# Work to be completed
Copy every entry below, keeping each word and character unchanged.

>> Start Data in this exercise

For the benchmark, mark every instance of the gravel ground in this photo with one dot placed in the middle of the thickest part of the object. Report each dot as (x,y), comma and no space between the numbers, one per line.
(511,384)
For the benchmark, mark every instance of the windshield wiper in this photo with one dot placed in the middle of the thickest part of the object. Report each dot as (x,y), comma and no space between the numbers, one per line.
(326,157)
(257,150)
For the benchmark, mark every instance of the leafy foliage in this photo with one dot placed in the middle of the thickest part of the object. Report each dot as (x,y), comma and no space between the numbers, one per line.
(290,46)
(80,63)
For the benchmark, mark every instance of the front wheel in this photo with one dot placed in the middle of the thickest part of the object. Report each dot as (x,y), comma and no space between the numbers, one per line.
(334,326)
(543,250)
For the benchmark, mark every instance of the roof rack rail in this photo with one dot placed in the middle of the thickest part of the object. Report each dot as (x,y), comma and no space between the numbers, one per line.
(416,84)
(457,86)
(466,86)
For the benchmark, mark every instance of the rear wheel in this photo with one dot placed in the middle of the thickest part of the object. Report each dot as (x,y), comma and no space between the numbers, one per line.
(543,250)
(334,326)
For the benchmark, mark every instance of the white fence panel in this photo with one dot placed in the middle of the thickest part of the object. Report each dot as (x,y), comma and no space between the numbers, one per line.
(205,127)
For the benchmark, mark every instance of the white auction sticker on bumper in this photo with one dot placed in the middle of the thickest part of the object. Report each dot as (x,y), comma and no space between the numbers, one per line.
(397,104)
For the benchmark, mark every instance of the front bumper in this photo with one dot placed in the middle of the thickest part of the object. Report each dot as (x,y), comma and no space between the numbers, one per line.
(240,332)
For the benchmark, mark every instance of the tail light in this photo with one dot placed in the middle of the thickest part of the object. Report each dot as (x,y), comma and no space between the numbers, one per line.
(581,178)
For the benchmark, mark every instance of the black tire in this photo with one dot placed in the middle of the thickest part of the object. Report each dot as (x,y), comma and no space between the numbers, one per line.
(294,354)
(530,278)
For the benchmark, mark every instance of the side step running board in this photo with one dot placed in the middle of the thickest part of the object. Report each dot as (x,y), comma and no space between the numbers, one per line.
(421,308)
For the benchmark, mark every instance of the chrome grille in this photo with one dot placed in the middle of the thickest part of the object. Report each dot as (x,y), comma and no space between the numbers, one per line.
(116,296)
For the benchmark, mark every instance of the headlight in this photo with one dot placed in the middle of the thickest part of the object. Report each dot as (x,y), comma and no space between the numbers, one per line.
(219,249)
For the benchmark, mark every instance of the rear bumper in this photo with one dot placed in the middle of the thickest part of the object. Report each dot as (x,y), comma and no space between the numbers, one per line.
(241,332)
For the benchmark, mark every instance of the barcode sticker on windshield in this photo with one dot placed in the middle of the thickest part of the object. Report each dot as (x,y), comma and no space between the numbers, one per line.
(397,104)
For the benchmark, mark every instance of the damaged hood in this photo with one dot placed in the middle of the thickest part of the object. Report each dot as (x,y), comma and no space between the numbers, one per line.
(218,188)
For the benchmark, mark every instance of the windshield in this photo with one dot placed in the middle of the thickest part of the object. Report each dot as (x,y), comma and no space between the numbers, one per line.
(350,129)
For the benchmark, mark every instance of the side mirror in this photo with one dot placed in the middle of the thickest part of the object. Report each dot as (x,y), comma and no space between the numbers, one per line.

>> End Data in this exercise

# Answer for this exercise
For the benchmark, mark every instance of the gravel ground in this photo with one dot placed in the middle of the thickest part of the object. Report each dot as (x,y), comma and no space between the numbers, one per line.
(511,384)
For the benchmark, mark every instance of the windshield wiper in this photo with one dot placed in the middle of the thickest part of the object. Report each dot as (x,y), comma and no space between the numbers, one per line.
(326,157)
(257,150)
For the benchmark, mark every instance of the leafy foliage in this photo with one dot placed in the middle of the thickest part of the object. Report each dot as (x,y), comma and no space between the numbers, one per line.
(290,46)
(80,63)
For the benchmark, mark every instance of the front wheel in this photo with one dot placed in the middle of the thickest part of the object. Report each dot as (x,y), comma and no space between the numbers, one per line.
(334,326)
(543,250)
For the benchmark, mark every instance of the roof rack rail in this photo with one dot placed in the middle of the thickest part of the object. Report each dot as (x,y), comma and no space between the numbers, one per line.
(416,84)
(457,86)
(466,86)
For the benchmark, mark every instance of the rear wheel in this photo with one dot placed in the middle of the thickest part of the object. Report each dot as (x,y), comma and no space between the numbers, one per line.
(543,250)
(334,326)
For the benchmark, mark every instance of the white fence panel in this photo with one dot placed in the middle of the thickest part of the object. Report each dot as (x,y), comma and no space between the numbers, one per line.
(205,127)
For the benchmark, mark every instance of the white auction sticker on bumper in this photo with one dot placed in the middle of the thickest part of the object. Report each dot as (x,y), comma and no space between the numbers, one per line.
(397,104)
For the benchmark, mark every instance of the front bumper in this photo with one dot placed in the middle of the thickest part of the object. Report each dot as (x,y), comma and no space between the numbers, one per line.
(240,332)
For the benchmark, mark every instance of the tail light in this photo with one dot placed in the middle of the thickest part of the object. Report each dot as (x,y), comma and no space between the numbers, one per line.
(581,178)
For the benchmark, mark every instance of the black tire in this photo with one dot placed in the middle of the thickest part of the object. Report each dot as (x,y), comma and no space between the numbers, one per line.
(294,354)
(530,278)
For the benchmark, mark every instance of the side step running board in this photo with one dot placed in the middle of the thickest part of the object. Report each dot as (x,y), comma and no space between the numbers, one per line.
(421,308)
For the benchmark, mark every instance of the chrome grille in this photo with one dot placed in the middle of the thickest part of the object. Report each dot as (x,y), comma and no space between the numbers, one per line.
(116,296)
For the benchmark, mark every instance of the headlight in this photo with one dot placed in the middle of the thickest part of the object. Report each dot as (x,y), comma and no space between the numbers, one per line.
(219,249)
For the benchmark, mark every instance of the rear bumper in this photo with one dot placed in the middle of the thickest part of the object. Report each dot as (x,y), comma and no space between the numbers, one per line.
(241,332)
For the benchmark, mark every instance of the barcode sticker on windshield in this photo with one dot placed in the middle of the thickest part of the object. Report each dot as (x,y), comma and no space between the numbers, one per line.
(397,104)
For the benchmark, mark every instance of the damaged hood in this photo with one dot placed in the middle of the thickest part of the object. Report each dot as (x,y), comma and no space between the numbers, one per line.
(218,188)
For the benchmark, mark every instance of the windshield in this photo with one dot placed in the middle of the thickest part of the object. Report each dot as (x,y), comma and no space between the numbers, one per line.
(350,129)
For the benchmark, mark every instance of the side mirror in this photo with one dot placed in the middle of the thickest part of the object. Report each dot as (x,y), comma and no space between the numbers, one per line.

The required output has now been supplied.